Goal:
From the items below, keep only the lines that contain the string "white", matching case exactly. Copy each of those lines unchanged.

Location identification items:
[Start]

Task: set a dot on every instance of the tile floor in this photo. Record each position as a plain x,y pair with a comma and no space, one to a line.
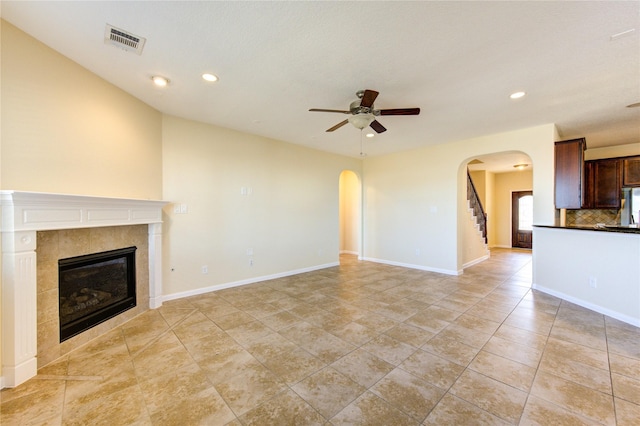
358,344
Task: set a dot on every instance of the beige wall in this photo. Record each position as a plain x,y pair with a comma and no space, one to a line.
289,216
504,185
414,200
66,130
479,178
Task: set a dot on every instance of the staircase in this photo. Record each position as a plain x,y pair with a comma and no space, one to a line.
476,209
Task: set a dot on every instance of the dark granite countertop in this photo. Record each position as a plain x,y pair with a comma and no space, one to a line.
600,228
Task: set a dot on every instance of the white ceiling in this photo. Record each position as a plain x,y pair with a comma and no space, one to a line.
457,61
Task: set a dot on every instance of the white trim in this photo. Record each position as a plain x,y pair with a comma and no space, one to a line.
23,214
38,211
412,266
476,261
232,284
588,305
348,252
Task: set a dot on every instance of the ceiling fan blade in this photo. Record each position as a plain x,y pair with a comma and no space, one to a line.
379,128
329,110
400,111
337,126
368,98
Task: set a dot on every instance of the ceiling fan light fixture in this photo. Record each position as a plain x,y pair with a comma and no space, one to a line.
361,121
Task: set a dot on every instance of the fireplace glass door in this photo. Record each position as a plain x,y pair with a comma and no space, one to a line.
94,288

[End]
[Start]

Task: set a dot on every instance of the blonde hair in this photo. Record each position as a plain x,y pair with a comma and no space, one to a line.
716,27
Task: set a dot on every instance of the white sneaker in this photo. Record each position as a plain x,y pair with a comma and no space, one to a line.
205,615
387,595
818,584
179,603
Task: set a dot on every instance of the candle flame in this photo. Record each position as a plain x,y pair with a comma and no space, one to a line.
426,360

[End]

Output of the exercise:
Task: set a dot on every instance of the white ceiling in this photo. Record each position as a plain x,y pair with a comma and no space, one to a line.
Task: set a dot on every instance of the white trim in this photo. Record each position as a plain x,y pair with a comma and no space, one to a line.
Task: set a dot on every instance of the white sneaker in this photo. Record each position as a plain x,y pair with a comma and no space, one to a line.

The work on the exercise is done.